Che il tempo di crisi possa essere anche un tempo propizio, che in esso si celi «un germe trasduttivo» (p. 152), capace di propagarsi e generare nuove forme, è quanto il saggio di Vincenzo Cuomo si propone di attestare nell’ambito dell’estetica, descrivendo in che modo nel campo non del simbolico ma appunto della sua crisi, possa innestarsi un nuovo modo di fare arte. «È del tutto evidente che – scrive Cuomo (p. 145) –, anche solo per pensare e problematizzare la radicale e probabilmente irreversibile crisi degli “ordini simbolici” […], ci sia bisogno almeno di una “provincia del simbolico” da cui e per cui parlare e pensare».

Compito del filosofo sarà dunque quello di attraversare questo campo e tentarne una cartografia, guidato in questo caso da una bussola che egli stesso ha costruito e i cui punti cardinali sono costituiti da alcune parole chiave, «categorie cartografiche» (p. 127) – crudeltà, metamorfosi, sensazione, ibridazione e vuotoutili a mappare, e quindi a delineare e tracciare, un territorio in continua espansione e mutamento: quello variegato e complesso della tecno-arte oggi.

L’ipotesi implicita del volume potrebbe essere quella secondo cui la provincia del simbolico coincida con il campo della tecno-arte. Questo campo si definisce secondo la diade arte e tecnica che, com’è noto, condividono la medesima origine semantica e concettuale e che si ritrovano oggi a operare congiuntamente secondo rinnovate modalità tecno-estetiche. I primi passi mossi dal libro hanno infatti il merito di affermare la fuoriuscita dai paradigmi estetici che hanno caratterizzato la modernità, affermazione che non si limita tuttavia a una semplice constatazione.

- Compito 1
Secondo l'ipotesi implicita del volume descritta nel brano, con quale campo coincide la provincia del simbolico?

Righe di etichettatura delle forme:
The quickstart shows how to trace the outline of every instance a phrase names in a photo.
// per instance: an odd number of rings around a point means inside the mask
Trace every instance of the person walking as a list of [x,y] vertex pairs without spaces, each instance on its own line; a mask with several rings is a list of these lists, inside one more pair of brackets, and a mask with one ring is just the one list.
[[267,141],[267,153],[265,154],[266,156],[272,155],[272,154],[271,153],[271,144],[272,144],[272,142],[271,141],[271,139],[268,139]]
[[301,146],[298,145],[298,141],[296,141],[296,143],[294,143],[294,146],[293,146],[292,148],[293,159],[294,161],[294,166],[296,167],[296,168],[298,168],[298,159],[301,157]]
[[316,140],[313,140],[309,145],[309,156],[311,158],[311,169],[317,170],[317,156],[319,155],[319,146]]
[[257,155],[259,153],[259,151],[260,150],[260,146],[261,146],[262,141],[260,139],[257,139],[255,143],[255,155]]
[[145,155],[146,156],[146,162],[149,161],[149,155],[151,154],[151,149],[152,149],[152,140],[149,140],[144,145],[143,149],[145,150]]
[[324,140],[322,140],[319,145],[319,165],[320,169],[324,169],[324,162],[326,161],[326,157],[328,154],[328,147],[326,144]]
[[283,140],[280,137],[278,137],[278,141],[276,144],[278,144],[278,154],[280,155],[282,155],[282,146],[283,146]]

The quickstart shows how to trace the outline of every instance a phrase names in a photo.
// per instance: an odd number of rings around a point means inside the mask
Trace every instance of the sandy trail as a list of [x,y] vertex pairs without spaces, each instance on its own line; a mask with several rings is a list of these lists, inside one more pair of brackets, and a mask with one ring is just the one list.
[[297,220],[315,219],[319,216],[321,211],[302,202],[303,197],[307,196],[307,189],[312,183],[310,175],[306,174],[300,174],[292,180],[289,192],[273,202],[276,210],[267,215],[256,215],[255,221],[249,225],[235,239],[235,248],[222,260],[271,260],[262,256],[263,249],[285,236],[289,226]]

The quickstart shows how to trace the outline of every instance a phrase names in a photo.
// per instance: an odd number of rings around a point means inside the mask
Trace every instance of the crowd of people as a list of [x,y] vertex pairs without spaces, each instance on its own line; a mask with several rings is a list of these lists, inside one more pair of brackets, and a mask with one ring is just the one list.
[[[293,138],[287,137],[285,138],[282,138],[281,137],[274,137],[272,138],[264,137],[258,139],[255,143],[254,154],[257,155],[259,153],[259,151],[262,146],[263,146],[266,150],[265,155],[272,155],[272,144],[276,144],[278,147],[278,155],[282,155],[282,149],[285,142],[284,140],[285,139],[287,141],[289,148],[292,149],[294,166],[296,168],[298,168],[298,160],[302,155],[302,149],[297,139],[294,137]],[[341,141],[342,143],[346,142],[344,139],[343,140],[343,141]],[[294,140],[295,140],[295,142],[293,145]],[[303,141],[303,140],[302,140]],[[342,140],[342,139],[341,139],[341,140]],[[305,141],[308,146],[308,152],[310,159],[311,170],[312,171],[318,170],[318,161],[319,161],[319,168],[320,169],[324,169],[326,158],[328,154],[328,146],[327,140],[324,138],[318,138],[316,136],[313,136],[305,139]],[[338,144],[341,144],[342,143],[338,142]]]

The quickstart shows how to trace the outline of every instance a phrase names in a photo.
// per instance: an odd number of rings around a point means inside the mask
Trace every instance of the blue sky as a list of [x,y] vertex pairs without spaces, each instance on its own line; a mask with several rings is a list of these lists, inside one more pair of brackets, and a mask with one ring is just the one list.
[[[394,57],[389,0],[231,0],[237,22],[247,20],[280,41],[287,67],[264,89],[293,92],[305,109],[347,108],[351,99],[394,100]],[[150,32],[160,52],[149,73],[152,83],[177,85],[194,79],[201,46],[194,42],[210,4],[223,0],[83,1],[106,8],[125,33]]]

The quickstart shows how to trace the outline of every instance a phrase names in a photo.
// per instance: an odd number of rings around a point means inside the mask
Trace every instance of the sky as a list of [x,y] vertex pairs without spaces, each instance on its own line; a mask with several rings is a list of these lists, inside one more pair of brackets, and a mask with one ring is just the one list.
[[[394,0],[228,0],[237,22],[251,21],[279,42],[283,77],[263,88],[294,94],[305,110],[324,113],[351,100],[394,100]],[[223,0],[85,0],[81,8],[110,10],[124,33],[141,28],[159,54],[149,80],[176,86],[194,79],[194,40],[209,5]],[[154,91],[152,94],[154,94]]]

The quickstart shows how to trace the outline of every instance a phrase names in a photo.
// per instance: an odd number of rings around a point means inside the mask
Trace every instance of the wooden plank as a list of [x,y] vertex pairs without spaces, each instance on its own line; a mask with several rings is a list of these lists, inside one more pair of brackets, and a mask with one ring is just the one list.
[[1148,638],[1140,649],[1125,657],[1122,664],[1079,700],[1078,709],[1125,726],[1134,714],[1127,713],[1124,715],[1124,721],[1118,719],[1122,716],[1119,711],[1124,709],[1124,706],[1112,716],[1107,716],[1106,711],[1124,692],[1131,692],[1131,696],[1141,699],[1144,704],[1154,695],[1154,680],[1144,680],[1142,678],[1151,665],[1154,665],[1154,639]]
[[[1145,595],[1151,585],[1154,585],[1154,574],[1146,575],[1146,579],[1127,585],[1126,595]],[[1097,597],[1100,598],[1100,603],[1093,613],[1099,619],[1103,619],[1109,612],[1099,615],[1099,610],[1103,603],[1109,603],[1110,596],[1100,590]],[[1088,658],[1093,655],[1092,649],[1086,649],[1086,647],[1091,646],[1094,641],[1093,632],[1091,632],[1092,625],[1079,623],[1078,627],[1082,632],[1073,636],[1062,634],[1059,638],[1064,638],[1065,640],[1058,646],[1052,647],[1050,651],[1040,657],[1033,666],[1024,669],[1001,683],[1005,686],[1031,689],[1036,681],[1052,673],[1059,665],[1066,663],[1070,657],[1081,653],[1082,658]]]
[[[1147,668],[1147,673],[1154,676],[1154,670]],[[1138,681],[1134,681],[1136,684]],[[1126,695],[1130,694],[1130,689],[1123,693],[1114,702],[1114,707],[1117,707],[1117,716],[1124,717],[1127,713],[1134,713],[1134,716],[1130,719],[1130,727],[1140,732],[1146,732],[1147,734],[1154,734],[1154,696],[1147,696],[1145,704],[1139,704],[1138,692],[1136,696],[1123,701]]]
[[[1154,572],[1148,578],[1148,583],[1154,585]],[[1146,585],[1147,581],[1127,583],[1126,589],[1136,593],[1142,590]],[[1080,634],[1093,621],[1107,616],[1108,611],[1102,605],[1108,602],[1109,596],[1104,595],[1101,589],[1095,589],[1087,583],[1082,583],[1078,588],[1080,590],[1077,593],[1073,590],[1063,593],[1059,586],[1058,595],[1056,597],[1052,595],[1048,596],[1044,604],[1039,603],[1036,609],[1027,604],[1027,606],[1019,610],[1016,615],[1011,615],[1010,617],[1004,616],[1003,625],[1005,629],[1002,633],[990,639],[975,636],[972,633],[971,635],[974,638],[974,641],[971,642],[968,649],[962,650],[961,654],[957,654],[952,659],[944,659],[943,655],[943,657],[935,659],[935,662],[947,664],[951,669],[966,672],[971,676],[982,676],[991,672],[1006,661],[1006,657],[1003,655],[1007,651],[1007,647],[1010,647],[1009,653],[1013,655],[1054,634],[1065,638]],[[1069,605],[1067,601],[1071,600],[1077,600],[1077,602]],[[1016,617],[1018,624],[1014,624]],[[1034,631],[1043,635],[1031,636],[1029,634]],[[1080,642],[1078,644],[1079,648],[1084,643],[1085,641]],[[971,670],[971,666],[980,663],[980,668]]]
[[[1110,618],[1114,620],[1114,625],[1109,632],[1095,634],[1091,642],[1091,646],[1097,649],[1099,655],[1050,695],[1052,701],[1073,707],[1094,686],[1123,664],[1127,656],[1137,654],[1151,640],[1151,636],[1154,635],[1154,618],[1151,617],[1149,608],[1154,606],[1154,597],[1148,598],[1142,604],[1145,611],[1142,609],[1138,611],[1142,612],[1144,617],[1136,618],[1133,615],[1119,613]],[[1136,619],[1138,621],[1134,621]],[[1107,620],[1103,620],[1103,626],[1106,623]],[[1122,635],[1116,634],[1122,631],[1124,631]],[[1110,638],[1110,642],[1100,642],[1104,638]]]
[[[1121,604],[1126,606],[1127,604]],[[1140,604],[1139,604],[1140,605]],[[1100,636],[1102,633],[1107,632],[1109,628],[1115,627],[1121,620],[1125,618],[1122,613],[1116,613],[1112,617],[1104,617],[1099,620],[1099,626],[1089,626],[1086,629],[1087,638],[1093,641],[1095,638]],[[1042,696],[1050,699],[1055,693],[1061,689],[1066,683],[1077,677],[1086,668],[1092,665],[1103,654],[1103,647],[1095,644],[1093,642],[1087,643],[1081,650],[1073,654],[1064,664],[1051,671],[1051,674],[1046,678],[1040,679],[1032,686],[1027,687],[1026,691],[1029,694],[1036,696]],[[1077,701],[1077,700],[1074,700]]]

- Compito 2
Individua tutte le righe che contengono la stringa "pair" e riportale.

- Risposta 1
Con il campo della tecno-arte.

- Risposta 2
Trace every instance of the person walking as a list of [x,y] vertex pairs without spaces, each instance on its own line; a mask with several rings is a list of these lists, inside one more pair of brackets, and a mask with one ring is just the one list.
Trace every instance of the sandy trail as a list of [x,y] vertex pairs without spaces, each instance on its own line; a mask with several rings is a list of these lists, inside one more pair of brackets, and a mask with one ring is just the one list.
Trace every instance of the crowd of people as a list of [x,y] vertex pairs without spaces, each instance on its own line; a mask with several rings is a list of these lists, inside one more pair of brackets, and a mask with one ring is just the one list.
Trace every instance of the blue sky as a list of [x,y] vertex pairs without spaces, each instance on its own line; a mask with several rings is a list of these lists, inside one more pair of brackets, and a mask with one ring is just the one list.
Trace every instance of the sky as a list of [x,y] vertex pairs without spaces, each instance on its own line; a mask with several rings is a list of these lists, inside one more pair of brackets, and a mask with one ring is just the one list.
Trace every instance of the wooden plank as a list of [x,y] vertex pairs without spaces, each instance on its own line; a mask with several rings is a list of these lists, inside one more pair of brackets, and a mask with one ring is just the one list.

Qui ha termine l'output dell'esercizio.